* Source extract
* Start *

A fairy-like creature to which Fine and Rein treats as their pet. He also ends his sentences with "pumo". Poomo helps Fine and Rein on their mission to save their planet. He is also shown to have many abilities such as cooking, sewing and piloting. He almost died at the end of the first season but the last Grace stone and Princess Grace saved him, allowing him to live with Fine and Rein forever. He is also smitten by the Ballerina in the anime.
- Princess Grace (プリンセスグレース, Purinsetsu Gurasu)

Grace is the legendary princess who once saved Fushigi-boshi in the ancient days. Although she died ages ago, she appears as an astral body inside the core of the Sun's blessing before she entrusts Fine and Rein in a mission to save the planet.
- Camelot (キャメロット, Kamuroto)

Camelot is one of Fine and Rein's maids. She can be very bossy in the beginning of the series, but has a caring and enthusiastic side to educate Fine and Rein to become more proper and decent princesses.
- Lulu (ルル, Ruru)

Lulu is a cat who serves as Camelot's trainee. She gives suggestions to Camelot in some cases and writes down comprehensive notes of Camelot's work. Lulu appears for the first time in the 11th episode.
- Elsa (エルザ, Erusa)

Elsa is the queen of Sunny Kingdom and Fine and Rein's mother. She has a gentle and kind character. Fine and Rein admire her mostly because of the precious décors she made. Her hair and eyes are red (to which Fine inherited). She also cherishes the presents Fine and Rein gave her.
- Truth (トゥルース, Turusu)

Truth is the king of Sunny Kingdom and Fine and Rein's father. His eyes are sea-green and his hair is blue (to which Rein inherited). It is revealed that he gave Dream Seed flowers to Elsa when he proposed to her. He is also very protective of Rein, as Fango pursues her.
- Omendo (オメンド)

Omendo is the laboratory scientist of Sunny Kingdom. He analyzes all of the climate data that are processed by the weather stations. He is childhood friends with Camelot.
- Tabby and Jill (タビーとジル)

Tabi and Jill are some of the workers of the weather station. In the 4th episode, Fine and Rein help Tabby out because of his overwork while Jill is very worried about him.

==Moon Kingdom==
- Shade (シェイド, Sheido)

* End *

Write out every entry heading in the character list that is followed by a Japanese name in parentheses, giving only the English part of each. The listing after this point is separate material and is not part of the character list.

* Listed records
* Start *

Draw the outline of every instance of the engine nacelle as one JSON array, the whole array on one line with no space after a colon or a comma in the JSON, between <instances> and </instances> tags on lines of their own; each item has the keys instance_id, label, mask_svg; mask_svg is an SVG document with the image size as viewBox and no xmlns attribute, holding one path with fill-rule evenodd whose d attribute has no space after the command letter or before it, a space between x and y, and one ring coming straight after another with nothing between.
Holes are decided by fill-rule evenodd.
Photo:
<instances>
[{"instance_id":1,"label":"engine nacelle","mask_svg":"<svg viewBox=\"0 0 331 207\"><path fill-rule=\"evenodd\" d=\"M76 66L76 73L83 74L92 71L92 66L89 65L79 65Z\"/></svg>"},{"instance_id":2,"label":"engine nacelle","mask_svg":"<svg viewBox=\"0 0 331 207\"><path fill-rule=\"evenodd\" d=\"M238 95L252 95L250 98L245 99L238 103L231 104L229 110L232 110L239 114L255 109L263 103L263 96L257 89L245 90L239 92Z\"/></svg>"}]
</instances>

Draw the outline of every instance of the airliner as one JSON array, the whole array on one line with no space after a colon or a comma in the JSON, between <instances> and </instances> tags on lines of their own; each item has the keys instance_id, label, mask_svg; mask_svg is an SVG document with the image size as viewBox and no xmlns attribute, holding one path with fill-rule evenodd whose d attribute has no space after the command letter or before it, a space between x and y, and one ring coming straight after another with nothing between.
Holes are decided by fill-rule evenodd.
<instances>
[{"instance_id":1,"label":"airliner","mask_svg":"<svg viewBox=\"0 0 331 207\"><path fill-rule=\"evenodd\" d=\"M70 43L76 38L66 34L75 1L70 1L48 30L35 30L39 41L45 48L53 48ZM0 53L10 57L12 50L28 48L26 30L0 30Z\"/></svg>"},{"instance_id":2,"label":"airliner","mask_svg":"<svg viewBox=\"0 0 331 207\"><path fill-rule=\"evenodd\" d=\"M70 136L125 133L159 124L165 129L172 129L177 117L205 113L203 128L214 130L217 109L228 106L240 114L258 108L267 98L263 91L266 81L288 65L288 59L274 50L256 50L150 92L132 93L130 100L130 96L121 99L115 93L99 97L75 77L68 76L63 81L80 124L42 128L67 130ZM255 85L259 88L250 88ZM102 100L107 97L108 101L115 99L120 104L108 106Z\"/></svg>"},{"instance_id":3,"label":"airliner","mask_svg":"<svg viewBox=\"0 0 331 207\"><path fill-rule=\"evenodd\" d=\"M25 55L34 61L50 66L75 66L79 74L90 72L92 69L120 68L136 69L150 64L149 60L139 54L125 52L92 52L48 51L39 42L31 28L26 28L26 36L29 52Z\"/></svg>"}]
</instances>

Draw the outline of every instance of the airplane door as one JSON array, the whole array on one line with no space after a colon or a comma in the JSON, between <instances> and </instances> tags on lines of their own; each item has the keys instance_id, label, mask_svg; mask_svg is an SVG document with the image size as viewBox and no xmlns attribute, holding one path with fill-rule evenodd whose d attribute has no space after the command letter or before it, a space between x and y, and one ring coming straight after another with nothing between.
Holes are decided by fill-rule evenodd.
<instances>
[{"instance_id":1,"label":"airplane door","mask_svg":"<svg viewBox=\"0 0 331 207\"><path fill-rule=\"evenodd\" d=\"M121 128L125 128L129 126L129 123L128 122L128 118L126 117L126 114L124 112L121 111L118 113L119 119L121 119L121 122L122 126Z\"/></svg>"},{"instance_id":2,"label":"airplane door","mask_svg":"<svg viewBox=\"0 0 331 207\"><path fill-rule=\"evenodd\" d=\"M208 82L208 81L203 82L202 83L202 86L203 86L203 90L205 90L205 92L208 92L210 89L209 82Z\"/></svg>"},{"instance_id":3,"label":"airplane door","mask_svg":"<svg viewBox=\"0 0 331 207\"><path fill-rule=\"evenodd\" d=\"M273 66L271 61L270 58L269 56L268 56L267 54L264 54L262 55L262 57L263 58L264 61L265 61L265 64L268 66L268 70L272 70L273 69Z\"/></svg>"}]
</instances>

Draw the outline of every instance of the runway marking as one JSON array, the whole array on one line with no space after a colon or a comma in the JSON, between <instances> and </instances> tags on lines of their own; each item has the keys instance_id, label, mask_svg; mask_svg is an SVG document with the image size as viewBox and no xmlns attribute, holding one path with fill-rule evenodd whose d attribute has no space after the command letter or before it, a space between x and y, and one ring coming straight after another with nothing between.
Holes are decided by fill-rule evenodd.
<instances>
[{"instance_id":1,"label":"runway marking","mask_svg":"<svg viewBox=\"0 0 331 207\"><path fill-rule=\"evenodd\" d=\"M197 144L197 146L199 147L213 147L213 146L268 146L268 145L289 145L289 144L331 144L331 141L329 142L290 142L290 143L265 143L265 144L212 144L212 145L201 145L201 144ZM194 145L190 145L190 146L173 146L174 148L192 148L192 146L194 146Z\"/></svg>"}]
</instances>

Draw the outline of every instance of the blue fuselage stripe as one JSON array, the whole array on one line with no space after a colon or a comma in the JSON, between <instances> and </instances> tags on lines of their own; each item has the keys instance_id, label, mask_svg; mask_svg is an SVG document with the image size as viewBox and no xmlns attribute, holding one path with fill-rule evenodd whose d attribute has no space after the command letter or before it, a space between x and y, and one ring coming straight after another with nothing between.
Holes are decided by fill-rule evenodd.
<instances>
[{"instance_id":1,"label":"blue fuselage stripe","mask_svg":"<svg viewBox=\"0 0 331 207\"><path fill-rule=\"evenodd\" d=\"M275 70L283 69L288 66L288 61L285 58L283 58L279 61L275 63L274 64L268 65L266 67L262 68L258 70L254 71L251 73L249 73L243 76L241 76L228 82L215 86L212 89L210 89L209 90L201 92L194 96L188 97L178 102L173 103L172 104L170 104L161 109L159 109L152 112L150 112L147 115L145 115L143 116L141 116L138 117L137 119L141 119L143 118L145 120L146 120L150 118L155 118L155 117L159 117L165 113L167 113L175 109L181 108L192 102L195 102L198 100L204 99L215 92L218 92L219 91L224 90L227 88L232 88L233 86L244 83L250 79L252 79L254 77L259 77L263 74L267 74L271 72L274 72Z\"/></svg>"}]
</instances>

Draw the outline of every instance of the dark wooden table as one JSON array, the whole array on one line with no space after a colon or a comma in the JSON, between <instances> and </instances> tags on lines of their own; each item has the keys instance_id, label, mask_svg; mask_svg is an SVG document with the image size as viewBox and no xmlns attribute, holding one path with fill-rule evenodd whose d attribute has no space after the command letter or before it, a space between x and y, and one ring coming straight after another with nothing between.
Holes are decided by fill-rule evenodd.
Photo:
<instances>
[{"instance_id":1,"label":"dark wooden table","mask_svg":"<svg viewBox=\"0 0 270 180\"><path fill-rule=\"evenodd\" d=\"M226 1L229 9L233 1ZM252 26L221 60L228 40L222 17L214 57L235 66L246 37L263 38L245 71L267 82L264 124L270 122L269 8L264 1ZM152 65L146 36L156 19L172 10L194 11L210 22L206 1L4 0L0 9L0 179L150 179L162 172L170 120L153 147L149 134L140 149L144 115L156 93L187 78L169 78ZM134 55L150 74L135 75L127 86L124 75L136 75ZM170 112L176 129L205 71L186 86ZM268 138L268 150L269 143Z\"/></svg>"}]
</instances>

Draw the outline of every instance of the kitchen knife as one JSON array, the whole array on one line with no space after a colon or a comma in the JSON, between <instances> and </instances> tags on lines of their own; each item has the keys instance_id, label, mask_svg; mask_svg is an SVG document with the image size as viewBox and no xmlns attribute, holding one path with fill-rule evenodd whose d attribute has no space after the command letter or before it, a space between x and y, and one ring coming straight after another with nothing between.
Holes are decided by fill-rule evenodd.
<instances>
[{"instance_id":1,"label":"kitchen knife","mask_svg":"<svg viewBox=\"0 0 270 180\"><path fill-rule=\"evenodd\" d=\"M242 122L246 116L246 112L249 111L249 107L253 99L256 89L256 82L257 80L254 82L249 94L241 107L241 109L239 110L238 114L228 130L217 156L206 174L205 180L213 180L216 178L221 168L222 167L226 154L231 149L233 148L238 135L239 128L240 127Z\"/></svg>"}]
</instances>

* End *

* Correct result
Princess Grace
Camelot
Lulu
Elsa
Truth
Omendo
Tabby and Jill
Shade